EXTRACT PROVIDED:
◇ ◇ ◇ ◇ ◇

» A Merry Christmas for Stand-ups
Victoria Nangle looks at how stand-ups survive the seasonal downturn and why corporate might just save your skin
Happy Christmas! This is a no man’s land of stand-up comedy, where the chasm between the haves and have-nots is all the more apparent. The haves are being booked for corporate functions, preparing to be ignored in favour of Jane from accounts’ account of what happened last year, but making their agents work for their money nonetheless.
The have-nots are finding that the regular monthly show they have been booked to play ages in advance is falling through in favour of booked out rooms for Christmas parties with guaranteed massive booze sales. It’s an unsteady and unpredictable time and the shows available to watch are just as disparate – either one-off specials for charity or seasonally-priced comedy-banker line-ups. It’s a strange time in what is essentially a freelance comedy specialist’s life – for that is a stand-up comic. If you’re freelance and your bookings go doolally every year at a certain time, what are you to do?

◇ ◇ ◇ ◇ ◇

RAW DATA:
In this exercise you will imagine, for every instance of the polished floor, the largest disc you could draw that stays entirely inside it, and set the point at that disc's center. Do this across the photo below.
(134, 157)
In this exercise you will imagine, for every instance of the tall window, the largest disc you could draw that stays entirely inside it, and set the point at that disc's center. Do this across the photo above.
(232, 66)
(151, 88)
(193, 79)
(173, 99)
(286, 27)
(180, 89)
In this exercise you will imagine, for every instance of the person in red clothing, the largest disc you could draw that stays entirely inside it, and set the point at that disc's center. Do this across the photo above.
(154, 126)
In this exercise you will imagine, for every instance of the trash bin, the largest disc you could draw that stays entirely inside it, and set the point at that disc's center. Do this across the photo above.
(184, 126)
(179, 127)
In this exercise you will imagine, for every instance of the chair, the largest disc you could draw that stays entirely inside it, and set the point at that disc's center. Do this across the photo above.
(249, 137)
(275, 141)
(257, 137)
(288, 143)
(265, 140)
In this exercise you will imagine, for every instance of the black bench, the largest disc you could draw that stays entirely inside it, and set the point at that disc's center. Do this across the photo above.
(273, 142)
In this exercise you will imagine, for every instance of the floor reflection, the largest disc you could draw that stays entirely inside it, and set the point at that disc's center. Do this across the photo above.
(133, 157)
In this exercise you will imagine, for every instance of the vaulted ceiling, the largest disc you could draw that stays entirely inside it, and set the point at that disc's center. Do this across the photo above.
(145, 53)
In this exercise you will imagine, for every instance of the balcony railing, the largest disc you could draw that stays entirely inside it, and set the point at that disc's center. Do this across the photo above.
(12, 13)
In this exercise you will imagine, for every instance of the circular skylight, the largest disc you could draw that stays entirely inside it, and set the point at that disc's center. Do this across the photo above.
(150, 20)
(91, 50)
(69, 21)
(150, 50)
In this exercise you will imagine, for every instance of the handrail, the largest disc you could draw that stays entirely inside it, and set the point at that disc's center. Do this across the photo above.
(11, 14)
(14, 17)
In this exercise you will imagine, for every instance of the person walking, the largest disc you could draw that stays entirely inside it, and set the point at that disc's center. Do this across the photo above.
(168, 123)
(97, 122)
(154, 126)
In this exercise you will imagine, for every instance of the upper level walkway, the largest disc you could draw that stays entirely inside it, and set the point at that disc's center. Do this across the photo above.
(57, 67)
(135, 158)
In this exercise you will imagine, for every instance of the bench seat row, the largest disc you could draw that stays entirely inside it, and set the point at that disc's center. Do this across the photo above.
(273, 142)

◇ ◇ ◇ ◇ ◇

WHAT YOU SHOULD DO: In the piece on stand-up comedy at Christmas, rewrite everything from "The have-nots are" down to "are you to do?", swapping "Christmas parties" for "holiday parties".

OUTPUT:
The have-nots are finding that the regular monthly show they have been booked to play ages in advance is falling through in favour of booked out rooms for holiday parties with guaranteed massive booze sales. It’s an unsteady and unpredictable time and the shows available to watch are just as disparate – either one-off specials for charity or seasonally-priced comedy-banker line-ups. It’s a strange time in what is essentially a freelance comedy specialist’s life – for that is a stand-up comic. If you’re freelance and your bookings go doolally every year at a certain time, what are you to do?